Anforderungen:
A. Bis zu welchem Datum forderte das Statthalteramt Sissach den Beschwerdeführer laut dem Auszug auf, Beweisanträge sowie Schadenersatz- und Genugtuungsforderungen zu erheben?
B. Gib den Teil des Auszugs wörtlich wieder: Beginne bei den Worten "1.2 Der Beschwerdeführer" und höre nach den Worten "sind damit erfüllt." auf.

1.2 Der Beschwerdeführer ist als Sohn seiner verstorbenen Mutter gemäss Art. 2 Abs. 2 OHG dem direkten Opfer gleichgestellt. Dieses ist bei dem zur Beurteilung stehenden Verkehrsunfall tödlich verletzt worden, wobei zumindest als Möglichkeit in Betracht fällt, dass den Beschwerdegegner ein strafrechtlicher Vorwurf trifft. Der Beschwerdeführer hat sich ferner vorher am kantonalen Verfahren beteiligt. Zwei der drei Legitimationsvoraussetzungen nach Art. 270 lit. e Ziff. 1 BStP sind damit erfüllt.
 
1.2.1 In der Beschwerde wird nicht dargelegt, aus welchen Gründen und inwiefern sich der angefochtene Entscheid auf welche Zivilforderung auswirken kann. Im kantonalen Verfahren teilte das Statthalteramt Sissach dem Beschwerdeführer am 20. Februar 2004 den Abschluss des Untersuchungsverfahrens gegen Y.________ mit und forderte ihn dazu auf, allfällige Beweisanträge sowie Schadenersatz- und Genugtuungsforderungen bis zum 8. März 2004 zu erheben. Der Anwalt des Beschwerdeführers reichte am 4. März 2004 folgende Antwort ein: "Bezugnehmend auf Ihr Schreiben vom 20. Februar 2004 teile ich Ihnen namens und im Auftrag meines Mandanten mit, dass ich auf Beweisanträge sowie die Geltendmachung von Schadenersatz- und Genugtuungsforderungen im Rahmen des Strafverfahrens verzichte" (act. 192 und 193). Da der Beschwerdeführer seinen Verzicht auf das gesamte Strafverfahren bezog und sich eine allfällige Geltendmachung von Zivilforderungen in einem späteren Zeitpunkt nicht vorbehielt, ist diese Erklärung dahingehend zu verstehen, dass er gänzlich auf sein Recht verzichtete, adhäsionsweise Zivilforderungen im Strafverfahren gegen Y.________ geltend zu machen. Dementsprechend beurteilte der Strafbefehl vom 7. Juli 2004 keine Zivilforderungen und hat der Beschwerdeführer auch in den späteren Verfahrensschritten keine Absicht bekundet, Zivilforderungen einzubringen.

Erfasste Daten:
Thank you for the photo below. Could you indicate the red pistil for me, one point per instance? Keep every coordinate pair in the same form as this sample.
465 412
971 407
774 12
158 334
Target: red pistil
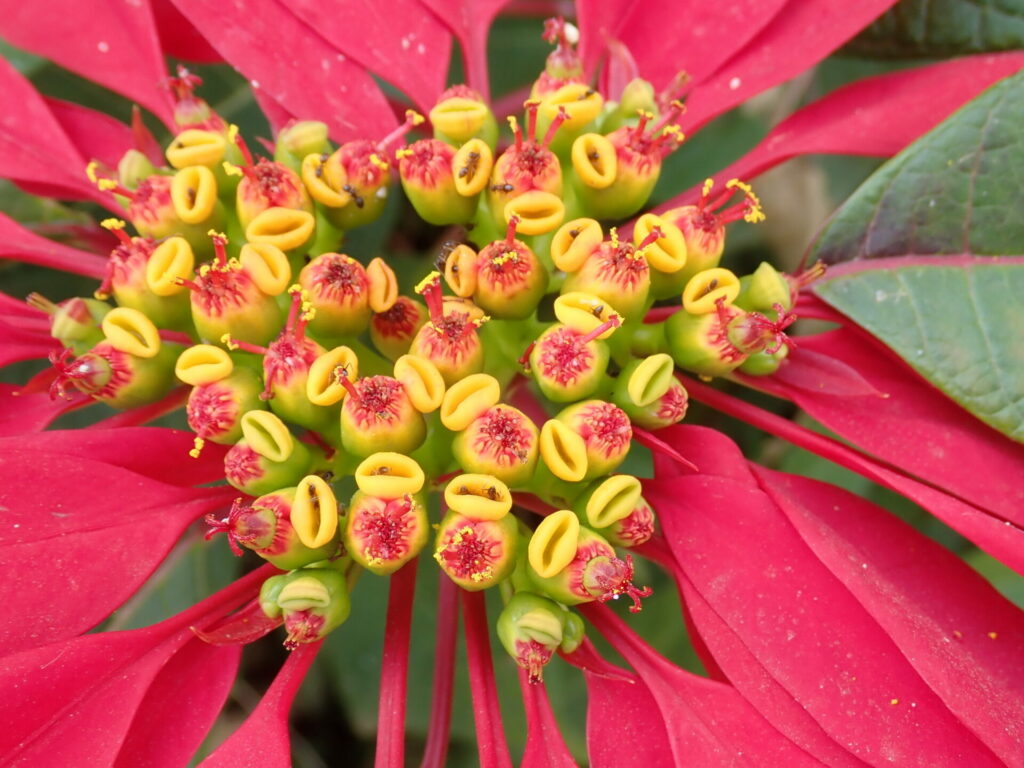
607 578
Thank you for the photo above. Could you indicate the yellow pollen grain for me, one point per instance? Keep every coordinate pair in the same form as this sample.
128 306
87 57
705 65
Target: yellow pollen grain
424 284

Gelöste Aufgaben:
A. Bis zum 8. März 2004.

B.
1.2 Der Beschwerdeführer ist als Sohn seiner verstorbenen Mutter gemäss Art. 2 Abs. 2 OHG dem direkten Opfer gleichgestellt. Dieses ist bei dem zur Beurteilung stehenden Verkehrsunfall tödlich verletzt worden, wobei zumindest als Möglichkeit in Betracht fällt, dass den Beschwerdegegner ein strafrechtlicher Vorwurf trifft. Der Beschwerdeführer hat sich ferner vorher am kantonalen Verfahren beteiligt. Zwei der drei Legitimationsvoraussetzungen nach Art. 270 lit. e Ziff. 1 BStP sind damit erfüllt.